Direction
Write out the entries below as a numbered list, from the line containing "Look at the photo above. For each instance of the coarse" through the last line of the entries, leaving out blank lines and the pictures.

— BEGIN —

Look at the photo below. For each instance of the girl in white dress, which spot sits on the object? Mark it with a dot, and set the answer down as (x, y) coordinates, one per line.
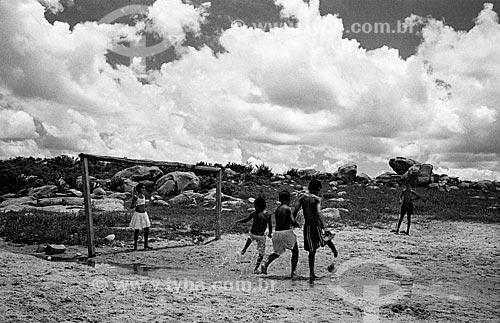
(140, 218)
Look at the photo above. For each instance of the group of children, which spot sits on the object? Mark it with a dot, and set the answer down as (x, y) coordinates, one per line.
(315, 233)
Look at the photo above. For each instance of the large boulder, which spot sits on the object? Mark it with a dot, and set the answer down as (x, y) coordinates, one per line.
(401, 164)
(425, 174)
(388, 177)
(138, 173)
(177, 182)
(109, 204)
(92, 181)
(189, 197)
(348, 172)
(43, 191)
(25, 200)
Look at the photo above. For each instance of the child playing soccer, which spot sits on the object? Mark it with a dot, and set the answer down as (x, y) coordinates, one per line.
(406, 199)
(261, 219)
(314, 225)
(283, 237)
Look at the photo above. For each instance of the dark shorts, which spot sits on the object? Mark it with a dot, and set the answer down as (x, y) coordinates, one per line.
(407, 208)
(313, 239)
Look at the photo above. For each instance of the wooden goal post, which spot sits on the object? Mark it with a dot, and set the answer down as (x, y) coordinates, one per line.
(84, 160)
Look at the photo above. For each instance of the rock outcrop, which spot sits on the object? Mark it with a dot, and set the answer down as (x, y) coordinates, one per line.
(177, 182)
(401, 164)
(348, 172)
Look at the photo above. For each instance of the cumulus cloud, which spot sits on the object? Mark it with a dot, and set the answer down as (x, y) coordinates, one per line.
(290, 97)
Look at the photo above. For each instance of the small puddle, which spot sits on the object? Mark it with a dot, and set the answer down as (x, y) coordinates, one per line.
(135, 268)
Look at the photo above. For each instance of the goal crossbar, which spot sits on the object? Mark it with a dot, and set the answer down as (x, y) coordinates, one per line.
(84, 160)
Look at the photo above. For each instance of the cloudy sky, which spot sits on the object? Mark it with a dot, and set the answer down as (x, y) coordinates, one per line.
(326, 91)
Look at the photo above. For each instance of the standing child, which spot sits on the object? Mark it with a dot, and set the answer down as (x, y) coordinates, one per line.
(314, 225)
(261, 219)
(283, 237)
(406, 199)
(140, 218)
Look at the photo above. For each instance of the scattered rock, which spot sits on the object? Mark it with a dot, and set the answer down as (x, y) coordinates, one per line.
(43, 191)
(348, 172)
(177, 182)
(54, 249)
(401, 164)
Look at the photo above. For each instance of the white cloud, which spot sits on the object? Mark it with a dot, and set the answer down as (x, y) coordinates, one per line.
(16, 125)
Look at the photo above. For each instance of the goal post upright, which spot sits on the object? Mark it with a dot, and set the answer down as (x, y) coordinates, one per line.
(218, 204)
(88, 206)
(84, 159)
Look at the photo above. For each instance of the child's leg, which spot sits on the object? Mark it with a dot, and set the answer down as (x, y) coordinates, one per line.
(146, 238)
(403, 211)
(269, 260)
(312, 255)
(409, 223)
(260, 257)
(330, 244)
(295, 258)
(136, 237)
(247, 244)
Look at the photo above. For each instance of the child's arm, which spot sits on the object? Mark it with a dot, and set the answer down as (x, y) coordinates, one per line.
(293, 220)
(320, 214)
(418, 197)
(296, 209)
(270, 224)
(250, 216)
(133, 202)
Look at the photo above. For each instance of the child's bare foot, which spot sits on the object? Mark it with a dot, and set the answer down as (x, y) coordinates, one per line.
(313, 277)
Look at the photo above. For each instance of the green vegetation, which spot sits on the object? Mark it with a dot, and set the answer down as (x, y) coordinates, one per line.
(367, 206)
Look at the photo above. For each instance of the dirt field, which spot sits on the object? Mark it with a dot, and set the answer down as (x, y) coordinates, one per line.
(443, 272)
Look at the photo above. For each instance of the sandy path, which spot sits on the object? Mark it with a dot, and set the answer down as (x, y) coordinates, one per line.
(443, 272)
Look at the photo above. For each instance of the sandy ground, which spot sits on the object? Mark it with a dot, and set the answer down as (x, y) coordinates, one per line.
(443, 272)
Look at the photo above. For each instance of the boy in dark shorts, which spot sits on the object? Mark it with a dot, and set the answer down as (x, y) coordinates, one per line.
(314, 225)
(406, 199)
(261, 220)
(284, 238)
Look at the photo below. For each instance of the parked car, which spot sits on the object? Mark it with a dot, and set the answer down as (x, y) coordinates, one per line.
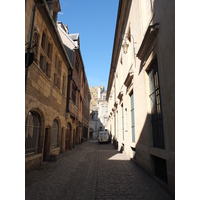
(103, 137)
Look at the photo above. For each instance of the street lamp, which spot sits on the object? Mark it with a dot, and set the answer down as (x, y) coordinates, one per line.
(125, 37)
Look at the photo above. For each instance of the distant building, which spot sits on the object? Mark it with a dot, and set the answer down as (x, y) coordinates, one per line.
(98, 111)
(78, 103)
(46, 86)
(141, 86)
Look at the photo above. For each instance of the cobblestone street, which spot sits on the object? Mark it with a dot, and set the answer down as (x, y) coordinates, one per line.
(91, 171)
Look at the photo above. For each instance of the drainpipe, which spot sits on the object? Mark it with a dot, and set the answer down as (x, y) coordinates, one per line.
(29, 47)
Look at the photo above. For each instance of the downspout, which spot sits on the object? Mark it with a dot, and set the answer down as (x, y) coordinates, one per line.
(29, 47)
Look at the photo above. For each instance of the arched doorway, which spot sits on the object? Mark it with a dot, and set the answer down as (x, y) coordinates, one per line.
(68, 136)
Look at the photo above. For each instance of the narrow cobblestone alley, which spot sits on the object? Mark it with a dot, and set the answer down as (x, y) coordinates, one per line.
(91, 171)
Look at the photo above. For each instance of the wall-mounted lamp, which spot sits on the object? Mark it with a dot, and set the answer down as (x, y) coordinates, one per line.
(125, 45)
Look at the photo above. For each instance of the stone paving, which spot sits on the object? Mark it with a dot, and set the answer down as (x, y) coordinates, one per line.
(88, 172)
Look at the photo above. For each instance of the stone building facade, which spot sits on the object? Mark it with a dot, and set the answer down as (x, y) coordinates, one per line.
(141, 86)
(98, 111)
(48, 86)
(77, 108)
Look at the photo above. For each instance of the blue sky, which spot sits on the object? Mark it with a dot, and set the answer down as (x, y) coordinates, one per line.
(95, 21)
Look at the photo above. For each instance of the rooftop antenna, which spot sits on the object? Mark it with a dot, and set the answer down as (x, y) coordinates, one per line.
(61, 13)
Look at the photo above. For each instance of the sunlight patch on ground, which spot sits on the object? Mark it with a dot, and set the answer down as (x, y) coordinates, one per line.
(119, 156)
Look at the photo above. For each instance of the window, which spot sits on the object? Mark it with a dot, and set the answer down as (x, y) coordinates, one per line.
(132, 117)
(54, 134)
(42, 63)
(35, 45)
(45, 56)
(49, 51)
(45, 66)
(74, 93)
(156, 112)
(77, 65)
(122, 122)
(117, 126)
(57, 73)
(32, 133)
(43, 44)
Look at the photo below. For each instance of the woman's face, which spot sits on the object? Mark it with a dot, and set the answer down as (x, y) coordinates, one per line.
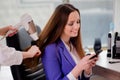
(72, 26)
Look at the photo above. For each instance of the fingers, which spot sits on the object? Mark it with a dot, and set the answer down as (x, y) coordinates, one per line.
(37, 51)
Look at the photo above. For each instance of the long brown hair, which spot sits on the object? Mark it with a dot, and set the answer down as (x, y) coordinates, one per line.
(54, 28)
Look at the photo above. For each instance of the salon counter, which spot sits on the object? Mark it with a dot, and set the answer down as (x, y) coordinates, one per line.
(106, 69)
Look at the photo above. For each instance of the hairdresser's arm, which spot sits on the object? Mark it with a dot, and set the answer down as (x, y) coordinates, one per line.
(9, 56)
(4, 30)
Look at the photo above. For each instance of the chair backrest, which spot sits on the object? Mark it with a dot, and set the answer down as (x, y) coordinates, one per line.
(21, 41)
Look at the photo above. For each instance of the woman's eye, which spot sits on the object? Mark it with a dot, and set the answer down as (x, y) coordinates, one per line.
(70, 24)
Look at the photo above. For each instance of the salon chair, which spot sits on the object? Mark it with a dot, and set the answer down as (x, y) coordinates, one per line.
(21, 41)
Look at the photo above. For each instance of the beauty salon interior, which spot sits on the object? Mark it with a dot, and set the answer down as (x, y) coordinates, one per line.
(99, 19)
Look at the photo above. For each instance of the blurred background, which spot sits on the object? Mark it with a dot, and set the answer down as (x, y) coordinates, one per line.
(96, 17)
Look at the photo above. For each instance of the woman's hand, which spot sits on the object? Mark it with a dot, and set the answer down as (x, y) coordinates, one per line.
(85, 64)
(92, 63)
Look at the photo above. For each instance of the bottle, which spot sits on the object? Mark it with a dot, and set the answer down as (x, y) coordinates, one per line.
(110, 40)
(109, 44)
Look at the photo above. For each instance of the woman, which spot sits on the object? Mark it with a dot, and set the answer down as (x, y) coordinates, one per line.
(63, 56)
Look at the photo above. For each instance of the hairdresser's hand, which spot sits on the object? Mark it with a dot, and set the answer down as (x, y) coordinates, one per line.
(33, 51)
(4, 30)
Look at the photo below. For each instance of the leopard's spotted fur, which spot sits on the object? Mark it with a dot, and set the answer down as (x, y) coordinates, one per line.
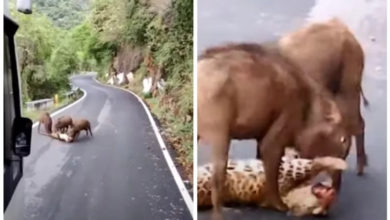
(245, 182)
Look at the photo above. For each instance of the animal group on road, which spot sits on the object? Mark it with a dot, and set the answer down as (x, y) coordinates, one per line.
(65, 128)
(303, 90)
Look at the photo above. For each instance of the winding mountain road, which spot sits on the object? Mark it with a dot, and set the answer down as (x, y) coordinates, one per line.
(220, 21)
(119, 173)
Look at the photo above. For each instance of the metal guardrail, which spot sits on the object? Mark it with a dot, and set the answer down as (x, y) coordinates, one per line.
(41, 104)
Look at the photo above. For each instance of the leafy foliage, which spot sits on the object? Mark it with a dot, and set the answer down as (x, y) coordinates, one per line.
(63, 13)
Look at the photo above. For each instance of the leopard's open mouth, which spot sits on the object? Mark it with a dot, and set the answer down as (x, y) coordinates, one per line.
(326, 196)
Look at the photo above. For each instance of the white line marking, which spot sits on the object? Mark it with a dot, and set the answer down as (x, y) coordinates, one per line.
(66, 107)
(176, 176)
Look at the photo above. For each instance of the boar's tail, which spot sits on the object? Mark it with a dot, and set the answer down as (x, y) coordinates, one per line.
(365, 100)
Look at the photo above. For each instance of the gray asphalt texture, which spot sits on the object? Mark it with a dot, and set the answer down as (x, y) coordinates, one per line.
(119, 173)
(222, 21)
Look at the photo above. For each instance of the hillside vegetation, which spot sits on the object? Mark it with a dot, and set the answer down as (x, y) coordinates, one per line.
(151, 38)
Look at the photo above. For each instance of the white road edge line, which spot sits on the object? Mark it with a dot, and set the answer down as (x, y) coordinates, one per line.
(66, 107)
(176, 176)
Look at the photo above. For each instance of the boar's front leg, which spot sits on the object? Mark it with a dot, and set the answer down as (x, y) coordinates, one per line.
(272, 149)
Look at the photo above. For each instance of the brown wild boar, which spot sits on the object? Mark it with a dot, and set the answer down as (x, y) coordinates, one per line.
(63, 123)
(330, 54)
(78, 126)
(46, 120)
(245, 92)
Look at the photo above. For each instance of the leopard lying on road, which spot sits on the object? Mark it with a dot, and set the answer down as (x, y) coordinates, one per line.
(245, 181)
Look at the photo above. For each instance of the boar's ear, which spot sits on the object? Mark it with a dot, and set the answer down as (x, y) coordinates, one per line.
(332, 112)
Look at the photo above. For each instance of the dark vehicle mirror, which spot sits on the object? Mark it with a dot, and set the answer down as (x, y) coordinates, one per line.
(21, 136)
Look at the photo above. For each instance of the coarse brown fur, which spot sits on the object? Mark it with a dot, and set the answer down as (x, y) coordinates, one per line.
(330, 54)
(63, 124)
(47, 122)
(78, 126)
(245, 92)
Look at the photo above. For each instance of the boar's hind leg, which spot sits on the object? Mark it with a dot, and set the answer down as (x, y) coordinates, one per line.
(258, 149)
(220, 145)
(272, 149)
(357, 129)
(360, 151)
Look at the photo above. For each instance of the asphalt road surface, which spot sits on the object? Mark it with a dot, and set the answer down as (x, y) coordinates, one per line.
(222, 21)
(119, 173)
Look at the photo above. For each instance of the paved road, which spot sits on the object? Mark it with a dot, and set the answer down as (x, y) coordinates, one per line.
(256, 21)
(120, 173)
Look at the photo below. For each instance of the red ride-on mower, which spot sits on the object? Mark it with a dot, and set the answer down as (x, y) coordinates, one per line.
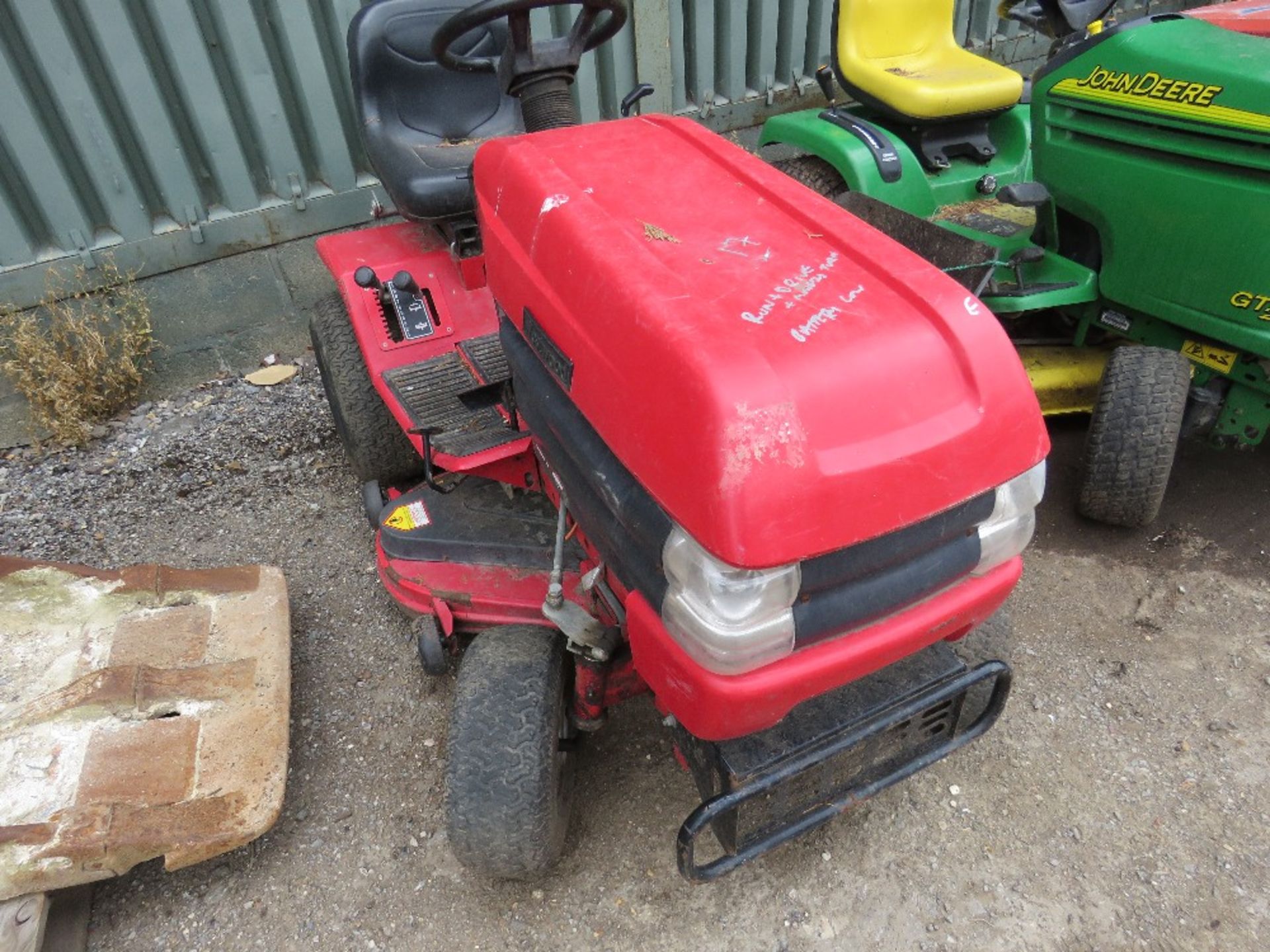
(638, 413)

— END —

Response for this exercise
1. Look at the photo above. For each instance of the coarse brown fur, which spot sits on the object? Mark it with a dot, and set the answer down as (x, y) coordinates, one per line.
2. (330, 54)
3. (63, 124)
4. (47, 122)
5. (78, 126)
6. (245, 92)
7. Look at the photo above. For each instance of the boar's hind leg, which spot sits on the object? Mark it with a dot, and set the answer down as (x, y) coordinates, one per line.
8. (258, 149)
9. (220, 145)
10. (272, 149)
11. (357, 129)
12. (360, 151)
13. Look at the photo above. For each instance of the asphalt road surface, which spot sits on the object? Mark it with a dot, and set the answer down as (x, y) coordinates, one per line.
14. (222, 21)
15. (119, 173)
16. Look at the photo above. For each instance of the paved road, which spot sits on the object? Mark it with a dot, and set the answer down as (x, y) coordinates, one per line.
17. (256, 21)
18. (120, 173)
19. Look at the photo below. For each instance of the red ride-on mower, which spot sits on the object? Mark it with a dot, and set the answer down as (x, y) coordinates, one per line.
20. (638, 413)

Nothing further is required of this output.